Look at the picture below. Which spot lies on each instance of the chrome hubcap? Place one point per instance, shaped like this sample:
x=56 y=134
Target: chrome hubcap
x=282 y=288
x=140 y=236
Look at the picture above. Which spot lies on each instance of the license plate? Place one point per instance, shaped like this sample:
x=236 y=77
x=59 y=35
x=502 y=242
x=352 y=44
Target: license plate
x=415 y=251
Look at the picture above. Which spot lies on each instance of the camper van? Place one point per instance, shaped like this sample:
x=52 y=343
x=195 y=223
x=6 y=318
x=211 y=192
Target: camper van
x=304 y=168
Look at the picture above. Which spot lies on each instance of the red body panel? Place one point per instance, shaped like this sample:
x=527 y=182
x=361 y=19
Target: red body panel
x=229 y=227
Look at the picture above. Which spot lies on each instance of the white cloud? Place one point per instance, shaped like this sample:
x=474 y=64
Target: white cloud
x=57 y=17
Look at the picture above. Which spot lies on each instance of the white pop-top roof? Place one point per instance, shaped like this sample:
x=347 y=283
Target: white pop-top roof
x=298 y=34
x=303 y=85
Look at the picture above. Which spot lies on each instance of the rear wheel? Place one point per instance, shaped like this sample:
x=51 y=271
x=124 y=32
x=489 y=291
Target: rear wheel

§ **Requirements**
Format every line above as a JSON list of strings, with one string for each line and any blank lines left out.

§ **The completed task**
[
  "Look at the picture below. Which spot lies on each instance of the chrome hubcap? Place one point per instance, shaped like this sample:",
  "x=56 y=134",
  "Target: chrome hubcap",
  "x=282 y=288",
  "x=140 y=236",
  "Look at the picture above. Which spot lies on each instance of the license plate? Place one point per instance, shaped like this sample:",
  "x=236 y=77",
  "x=59 y=35",
  "x=502 y=242",
  "x=352 y=44",
  "Target: license plate",
  "x=415 y=251",
  "Look at the picture above. Which spot lies on each instance of the camper van? Place one point per instance, shaped like this sample:",
  "x=52 y=343",
  "x=195 y=223",
  "x=6 y=318",
  "x=211 y=192",
  "Target: camper van",
  "x=304 y=168",
  "Look at the picture above. Which spot lies on each instance of the red body panel? Place one point per instance, shaped like this sample:",
  "x=527 y=182",
  "x=361 y=19",
  "Target: red body panel",
  "x=229 y=227",
  "Look at the picture above. Which spot lies on each instance of the white cloud? Place one point per instance, shaped like this sample:",
  "x=474 y=64",
  "Target: white cloud",
  "x=57 y=17",
  "Look at the picture above. Which spot lies on each instance of the white pop-top roof? Place one point per instance, shaped like this sample:",
  "x=347 y=283",
  "Target: white pop-top roof",
  "x=298 y=34",
  "x=303 y=85",
  "Look at the picture above. Which spot lies on each instance of the rear wheel? Place one point per instance, shaped like this sample:",
  "x=51 y=271",
  "x=124 y=32",
  "x=489 y=291",
  "Target: rear wheel"
]